EXERCISE GOAL: Copy these records line for line, leaving the pictures out.

PROVIDED DATA:
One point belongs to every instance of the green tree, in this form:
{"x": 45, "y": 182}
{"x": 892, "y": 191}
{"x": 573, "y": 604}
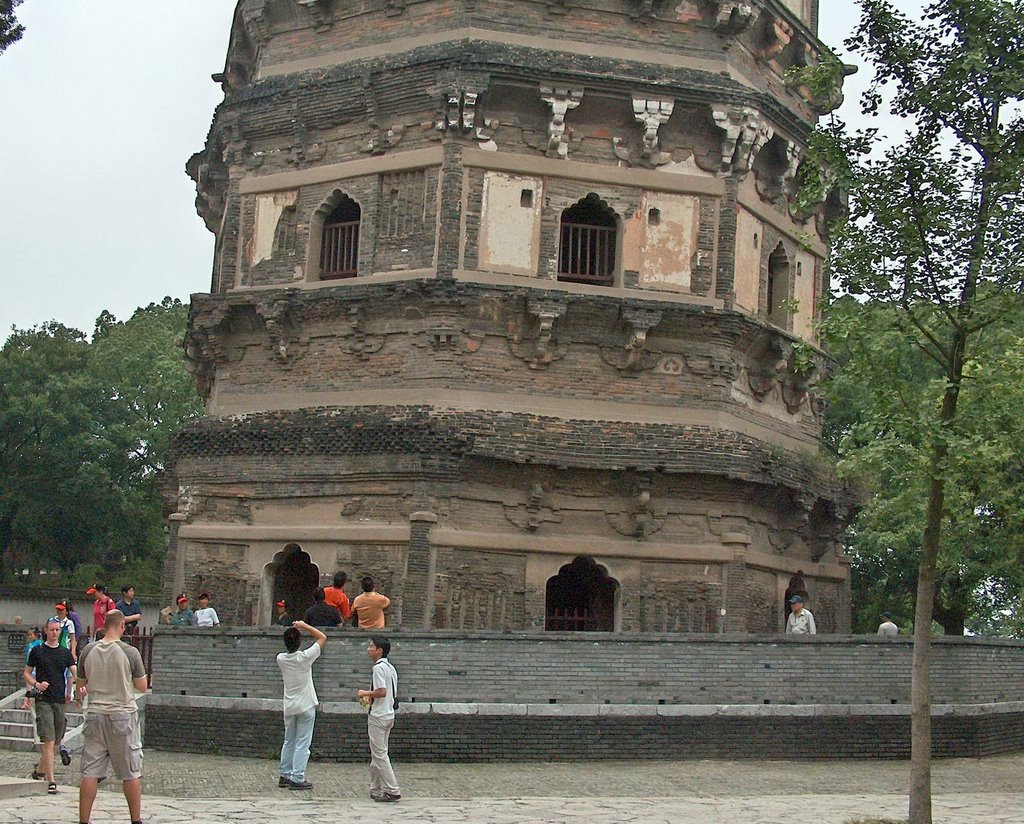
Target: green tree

RIGHT ANSWER:
One point belongs to every instance of the green tree, in this form:
{"x": 45, "y": 182}
{"x": 892, "y": 191}
{"x": 573, "y": 604}
Target: green tree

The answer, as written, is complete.